+++ Provided passage +++

9-06-05, 9:07 am
Human rights activist Tessa Quayle (Rachel Weisz) has been found murdered. Her car was discovered overturned in a lakebed in Northern Kenya. A Kenyan doctor by the name of Arnold Bluhm (Hubert Koundé), who had been traveling with Tessa, has disappeared. Arnold and Tessa have secrets. The British government would like to convince Justin Quayle (Ralph Fiennes), Tessa’s new husband and a low-level British diplomat in Nairobi, Kenya, that these secrets have to do with a sexual relationship, and that he should leave it at that. The Constant Gardener is an edge-of-your-seat political thriller that keeps you wondering until the very end.
Justin Quayle is a lot like many people who live in the West. Detached and wearing blinders, Quayle prefers to spend his free time in his garden. He regards his work for the British High Commission in Western Africa not as a cog in the remnant machinery of British neo-colonialism, but simply as a neutral party representing the wishes of the British government.
Until her death, in addition to not allowing partisanship or personal responsibility infuse his work, Justin also consciously avoids trying to know anything specific about Tessa’s work. When his superiors warn him that she might be embarrassing the High Commission by sticking her nose where it doesn’t belong, Justin refuses to take this advice seriously and chalks up embarrassing situations to Tessa’s blunt personality and left-wing politics.
His wife’s sudden death at the hands of persons unknown shakes him out of this state of blissful ignorance and forces him to search for the truth and to find and hold those who murdered his wife responsible. To save her memory, he finds himself compelled to finish her work. He is no longer a neutral player above the fray of politics and the intrigues of big business. He is neck deep in it and may not survive to tell his tale.
Directed by Brazilian Fernando Meirelles, the co-director of City of God, this adaptation (screenplay by Jeffrey Caine) of John LeCarré’s intelligent political thriller novel of the same name, mixes a deeply personal love story marred by treacherous secrets and the hints of a cover-up by a multinational pharmaceutical corporation testing its drugs on the sick in Nairobi’s over-populated slums.

+++ Dataset excerpts +++

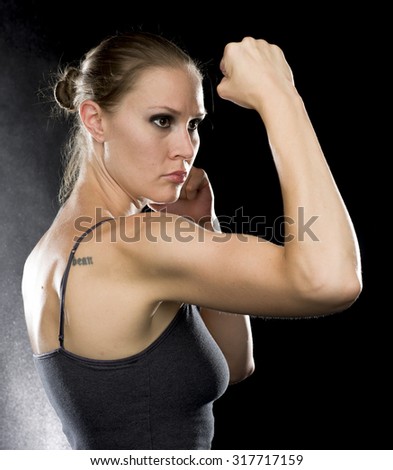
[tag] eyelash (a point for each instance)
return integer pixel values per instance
(169, 120)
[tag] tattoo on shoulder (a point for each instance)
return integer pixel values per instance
(85, 261)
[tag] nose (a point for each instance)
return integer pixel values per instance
(184, 145)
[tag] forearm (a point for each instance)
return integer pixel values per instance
(320, 242)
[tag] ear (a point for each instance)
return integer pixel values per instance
(91, 116)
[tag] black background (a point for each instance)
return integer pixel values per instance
(319, 383)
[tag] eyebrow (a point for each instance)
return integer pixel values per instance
(175, 111)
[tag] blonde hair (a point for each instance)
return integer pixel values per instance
(106, 73)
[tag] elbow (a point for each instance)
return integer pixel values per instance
(333, 294)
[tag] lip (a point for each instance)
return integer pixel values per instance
(177, 177)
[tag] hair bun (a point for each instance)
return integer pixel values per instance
(65, 89)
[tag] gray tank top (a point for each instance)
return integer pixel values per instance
(160, 398)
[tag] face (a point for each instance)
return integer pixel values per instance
(151, 139)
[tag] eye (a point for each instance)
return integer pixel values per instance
(193, 125)
(162, 121)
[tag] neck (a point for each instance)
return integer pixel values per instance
(97, 196)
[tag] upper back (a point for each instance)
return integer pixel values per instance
(109, 311)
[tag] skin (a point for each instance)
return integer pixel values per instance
(118, 305)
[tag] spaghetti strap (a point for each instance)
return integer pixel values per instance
(63, 284)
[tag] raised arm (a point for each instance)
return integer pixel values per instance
(256, 75)
(307, 276)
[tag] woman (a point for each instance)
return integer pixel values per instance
(141, 349)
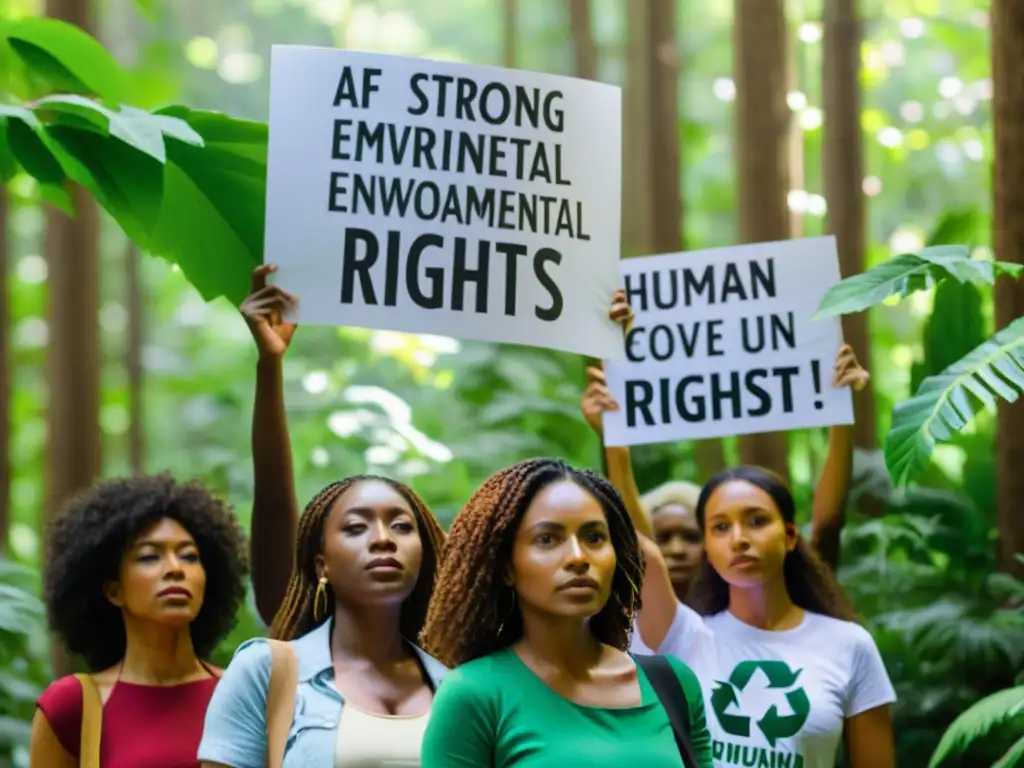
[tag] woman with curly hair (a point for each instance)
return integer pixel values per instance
(786, 670)
(143, 578)
(363, 559)
(535, 606)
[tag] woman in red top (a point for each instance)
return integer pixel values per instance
(143, 578)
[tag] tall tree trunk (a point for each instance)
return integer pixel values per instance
(510, 27)
(1008, 80)
(5, 376)
(584, 46)
(844, 172)
(762, 129)
(133, 359)
(665, 159)
(72, 248)
(638, 216)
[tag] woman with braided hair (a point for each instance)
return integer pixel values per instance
(365, 565)
(534, 606)
(366, 554)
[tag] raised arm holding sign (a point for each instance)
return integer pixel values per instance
(430, 197)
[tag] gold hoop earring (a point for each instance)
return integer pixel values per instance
(508, 613)
(320, 595)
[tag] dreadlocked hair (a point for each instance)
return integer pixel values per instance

+++

**Problem to work on**
Decide whether each statement agrees with the review of The Constant Gardener above, answering yes or no and quoting the deciding words: (a) Tessa's car was found overturned in a lakebed in Northern Kenya. (b) Justin Quayle is a senior British diplomat. (c) Fernando Meirelles wrote the screenplay.

**Result below**
(a) Yes: "Her car was discovered overturned in a lakebed in Northern Kenya."
(b) No: "a low-level British diplomat in Nairobi, Kenya"
(c) No: "screenplay by Jeffrey Caine"